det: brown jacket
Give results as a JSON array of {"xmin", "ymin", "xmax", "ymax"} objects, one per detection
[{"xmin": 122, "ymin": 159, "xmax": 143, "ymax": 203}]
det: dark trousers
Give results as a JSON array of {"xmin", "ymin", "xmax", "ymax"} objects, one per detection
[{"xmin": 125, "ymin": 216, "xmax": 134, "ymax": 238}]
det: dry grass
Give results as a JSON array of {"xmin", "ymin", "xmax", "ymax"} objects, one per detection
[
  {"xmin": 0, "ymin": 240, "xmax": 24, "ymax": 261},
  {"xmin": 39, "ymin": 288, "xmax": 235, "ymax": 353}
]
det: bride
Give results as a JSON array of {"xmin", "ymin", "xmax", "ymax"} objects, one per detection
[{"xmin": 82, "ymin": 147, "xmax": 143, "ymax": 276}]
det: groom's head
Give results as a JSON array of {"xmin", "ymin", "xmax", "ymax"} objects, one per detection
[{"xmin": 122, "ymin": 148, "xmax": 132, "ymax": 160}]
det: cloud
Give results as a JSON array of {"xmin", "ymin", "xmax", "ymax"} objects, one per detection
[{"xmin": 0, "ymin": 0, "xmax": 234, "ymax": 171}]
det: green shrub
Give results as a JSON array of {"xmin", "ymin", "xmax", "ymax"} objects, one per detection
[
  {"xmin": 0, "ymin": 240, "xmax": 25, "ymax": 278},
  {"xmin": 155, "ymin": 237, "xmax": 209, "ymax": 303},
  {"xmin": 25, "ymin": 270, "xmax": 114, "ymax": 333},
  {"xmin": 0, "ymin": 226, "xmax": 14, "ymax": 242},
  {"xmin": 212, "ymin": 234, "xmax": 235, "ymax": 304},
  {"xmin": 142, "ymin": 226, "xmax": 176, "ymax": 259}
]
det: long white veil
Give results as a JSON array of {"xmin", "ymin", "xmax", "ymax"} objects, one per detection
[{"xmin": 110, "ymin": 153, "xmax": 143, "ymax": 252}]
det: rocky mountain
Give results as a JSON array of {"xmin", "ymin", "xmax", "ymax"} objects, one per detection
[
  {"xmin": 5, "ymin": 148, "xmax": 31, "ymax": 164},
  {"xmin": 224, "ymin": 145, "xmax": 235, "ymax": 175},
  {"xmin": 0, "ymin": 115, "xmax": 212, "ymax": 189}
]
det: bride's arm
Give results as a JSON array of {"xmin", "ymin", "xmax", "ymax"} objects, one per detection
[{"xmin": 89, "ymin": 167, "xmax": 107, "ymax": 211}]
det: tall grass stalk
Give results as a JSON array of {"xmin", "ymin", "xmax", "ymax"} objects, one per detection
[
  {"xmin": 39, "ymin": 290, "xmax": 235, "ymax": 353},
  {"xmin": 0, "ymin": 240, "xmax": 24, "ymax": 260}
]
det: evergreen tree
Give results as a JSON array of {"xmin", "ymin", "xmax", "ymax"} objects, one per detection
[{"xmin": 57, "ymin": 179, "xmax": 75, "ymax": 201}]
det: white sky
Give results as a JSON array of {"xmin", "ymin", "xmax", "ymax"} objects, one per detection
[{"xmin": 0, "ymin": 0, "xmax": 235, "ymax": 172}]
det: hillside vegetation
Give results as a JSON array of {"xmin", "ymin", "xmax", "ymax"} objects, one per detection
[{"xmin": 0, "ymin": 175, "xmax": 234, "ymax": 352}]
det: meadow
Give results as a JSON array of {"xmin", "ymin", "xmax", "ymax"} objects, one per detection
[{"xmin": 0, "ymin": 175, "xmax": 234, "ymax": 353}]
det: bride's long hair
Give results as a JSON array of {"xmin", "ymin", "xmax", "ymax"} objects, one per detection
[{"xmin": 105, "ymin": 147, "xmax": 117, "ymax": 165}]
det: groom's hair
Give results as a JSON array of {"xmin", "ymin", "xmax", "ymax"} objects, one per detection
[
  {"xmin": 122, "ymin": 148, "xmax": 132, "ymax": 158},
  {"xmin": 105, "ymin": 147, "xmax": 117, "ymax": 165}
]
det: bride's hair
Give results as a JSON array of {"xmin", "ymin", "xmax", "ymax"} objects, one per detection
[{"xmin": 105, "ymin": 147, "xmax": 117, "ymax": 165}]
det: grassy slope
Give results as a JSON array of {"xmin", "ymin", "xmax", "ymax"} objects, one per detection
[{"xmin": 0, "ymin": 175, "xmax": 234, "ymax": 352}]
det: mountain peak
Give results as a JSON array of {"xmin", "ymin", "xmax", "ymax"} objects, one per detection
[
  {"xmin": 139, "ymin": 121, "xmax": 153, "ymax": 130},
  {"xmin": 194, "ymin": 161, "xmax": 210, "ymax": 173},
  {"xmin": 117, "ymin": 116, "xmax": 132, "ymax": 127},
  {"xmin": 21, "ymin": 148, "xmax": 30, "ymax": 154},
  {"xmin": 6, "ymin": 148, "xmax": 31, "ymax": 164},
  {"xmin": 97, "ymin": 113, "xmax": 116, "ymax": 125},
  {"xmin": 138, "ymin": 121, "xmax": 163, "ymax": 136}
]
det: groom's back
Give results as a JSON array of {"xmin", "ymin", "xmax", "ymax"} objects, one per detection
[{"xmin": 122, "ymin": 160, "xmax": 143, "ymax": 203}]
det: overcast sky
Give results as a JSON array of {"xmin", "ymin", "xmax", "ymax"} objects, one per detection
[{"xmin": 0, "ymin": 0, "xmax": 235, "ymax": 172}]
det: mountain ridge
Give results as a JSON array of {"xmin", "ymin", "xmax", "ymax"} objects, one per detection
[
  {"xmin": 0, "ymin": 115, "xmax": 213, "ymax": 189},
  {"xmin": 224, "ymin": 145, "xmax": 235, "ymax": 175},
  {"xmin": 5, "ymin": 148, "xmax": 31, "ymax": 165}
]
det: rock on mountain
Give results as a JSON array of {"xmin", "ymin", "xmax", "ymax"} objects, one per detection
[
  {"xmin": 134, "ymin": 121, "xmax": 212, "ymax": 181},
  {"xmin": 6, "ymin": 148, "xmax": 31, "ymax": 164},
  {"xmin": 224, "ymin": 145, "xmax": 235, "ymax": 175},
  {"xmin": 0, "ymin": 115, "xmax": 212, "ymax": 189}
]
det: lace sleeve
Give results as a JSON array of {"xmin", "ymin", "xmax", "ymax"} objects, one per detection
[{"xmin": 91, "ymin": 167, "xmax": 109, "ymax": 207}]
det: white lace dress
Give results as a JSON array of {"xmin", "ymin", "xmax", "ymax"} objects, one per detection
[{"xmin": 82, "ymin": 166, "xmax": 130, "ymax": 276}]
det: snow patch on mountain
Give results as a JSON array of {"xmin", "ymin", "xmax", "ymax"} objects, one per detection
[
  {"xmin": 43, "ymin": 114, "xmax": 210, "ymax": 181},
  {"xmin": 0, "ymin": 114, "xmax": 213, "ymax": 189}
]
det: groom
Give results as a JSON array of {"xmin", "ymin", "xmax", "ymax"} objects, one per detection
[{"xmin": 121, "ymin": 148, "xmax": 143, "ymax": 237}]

+-------+

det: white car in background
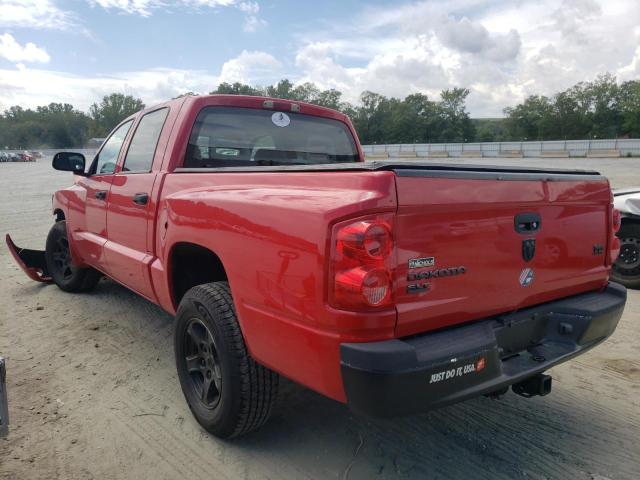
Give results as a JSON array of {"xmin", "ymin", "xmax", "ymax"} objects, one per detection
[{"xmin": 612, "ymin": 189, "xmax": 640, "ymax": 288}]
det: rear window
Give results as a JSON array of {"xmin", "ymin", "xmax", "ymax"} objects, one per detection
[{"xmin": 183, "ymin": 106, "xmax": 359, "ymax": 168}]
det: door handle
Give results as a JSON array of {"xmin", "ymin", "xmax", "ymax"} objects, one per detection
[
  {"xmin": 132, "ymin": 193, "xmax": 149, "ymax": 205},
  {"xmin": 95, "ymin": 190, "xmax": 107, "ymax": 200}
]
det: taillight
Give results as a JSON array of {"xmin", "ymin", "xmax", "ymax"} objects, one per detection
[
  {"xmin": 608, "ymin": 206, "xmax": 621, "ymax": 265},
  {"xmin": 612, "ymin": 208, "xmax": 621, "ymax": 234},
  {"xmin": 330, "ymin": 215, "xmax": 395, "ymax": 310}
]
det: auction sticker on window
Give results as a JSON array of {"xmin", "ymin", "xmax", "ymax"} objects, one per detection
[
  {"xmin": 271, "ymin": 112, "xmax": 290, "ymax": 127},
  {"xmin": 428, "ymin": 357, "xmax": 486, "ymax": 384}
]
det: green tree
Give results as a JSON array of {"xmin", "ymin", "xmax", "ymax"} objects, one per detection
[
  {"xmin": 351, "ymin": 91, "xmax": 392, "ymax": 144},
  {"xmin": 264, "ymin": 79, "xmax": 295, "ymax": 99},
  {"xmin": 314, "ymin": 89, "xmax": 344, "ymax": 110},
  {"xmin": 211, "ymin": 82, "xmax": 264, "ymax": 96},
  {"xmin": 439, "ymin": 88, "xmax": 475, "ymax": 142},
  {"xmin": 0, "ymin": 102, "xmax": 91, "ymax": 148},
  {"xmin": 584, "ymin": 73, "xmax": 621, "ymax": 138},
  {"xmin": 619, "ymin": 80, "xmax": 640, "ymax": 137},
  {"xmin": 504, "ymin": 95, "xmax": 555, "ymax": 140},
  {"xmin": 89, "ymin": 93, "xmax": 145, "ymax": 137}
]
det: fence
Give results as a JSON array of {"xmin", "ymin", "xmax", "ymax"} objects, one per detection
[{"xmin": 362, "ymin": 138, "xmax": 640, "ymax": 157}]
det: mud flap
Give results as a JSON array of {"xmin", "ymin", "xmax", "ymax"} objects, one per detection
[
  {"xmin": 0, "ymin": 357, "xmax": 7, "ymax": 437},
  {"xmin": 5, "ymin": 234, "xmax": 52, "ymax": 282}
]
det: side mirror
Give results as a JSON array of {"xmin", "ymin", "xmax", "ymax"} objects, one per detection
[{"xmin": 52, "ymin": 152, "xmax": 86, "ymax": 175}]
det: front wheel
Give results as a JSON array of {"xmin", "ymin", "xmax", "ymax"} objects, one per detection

+-------+

■ Work to complete: Gather up every line in the data above that contains the word "mountain", copying each one.

■ Solution for this problem:
det: rocky mountain
det: mountain peak
det: mountain ridge
det: rock on mountain
det: snow patch on mountain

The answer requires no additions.